• What is needed
Give every line of all the entries below as a numbered list, leaving out blank lines and the pictures.

::::::::::

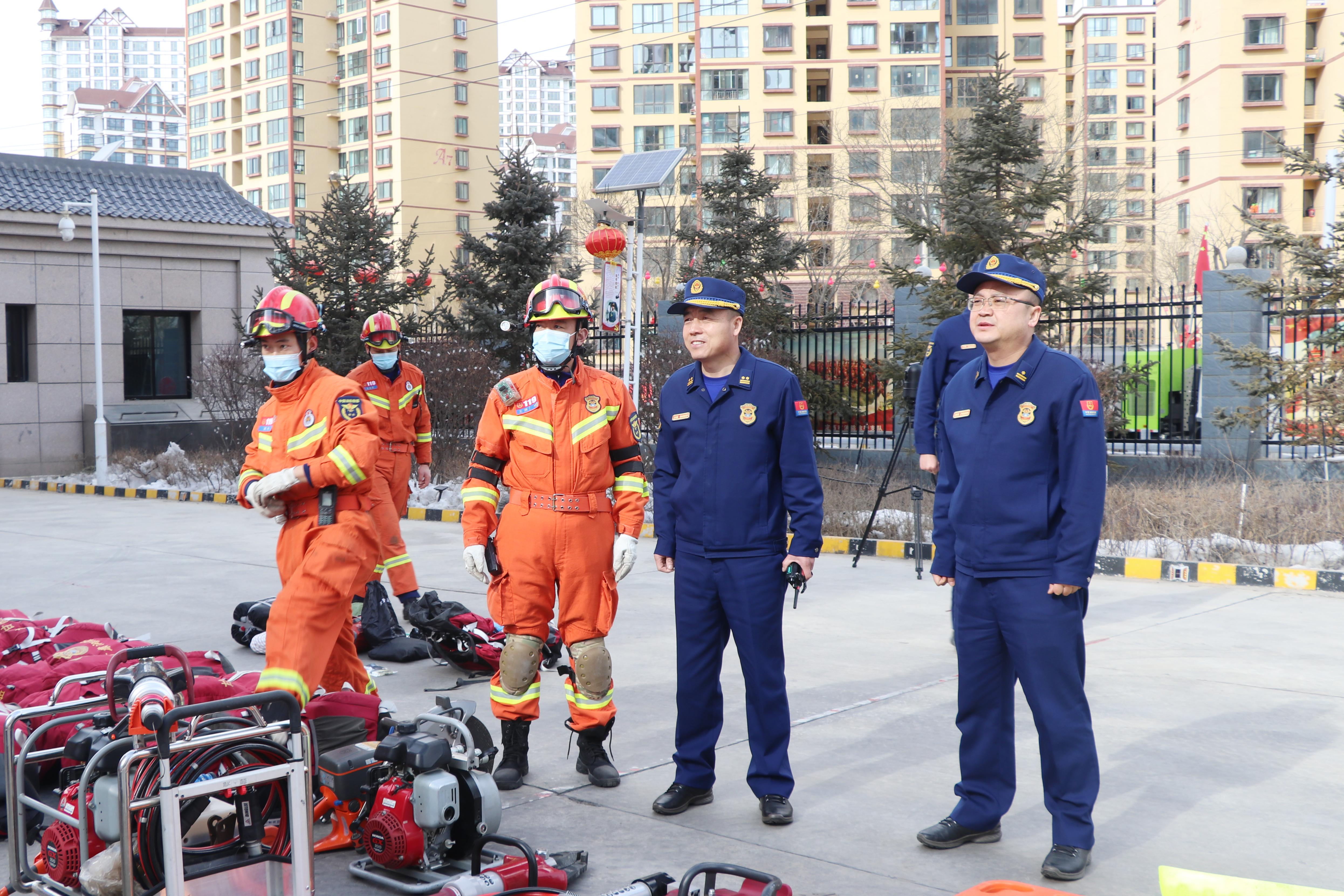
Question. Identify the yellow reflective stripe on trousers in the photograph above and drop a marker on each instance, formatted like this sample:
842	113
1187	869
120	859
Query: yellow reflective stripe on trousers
275	679
406	400
345	463
527	425
577	698
630	483
534	692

::::::::::

• Written response
1. Question. Identify the yellow reflective stripe on trousers in the photograph above and drop a marker on each instance, formatted like this sample:
2. 842	113
3. 1187	869
4. 120	859
5. Query: yellow reflective stripe on trousers
6. 275	679
7. 406	400
8. 345	463
9. 527	425
10. 577	698
11. 630	483
12. 534	692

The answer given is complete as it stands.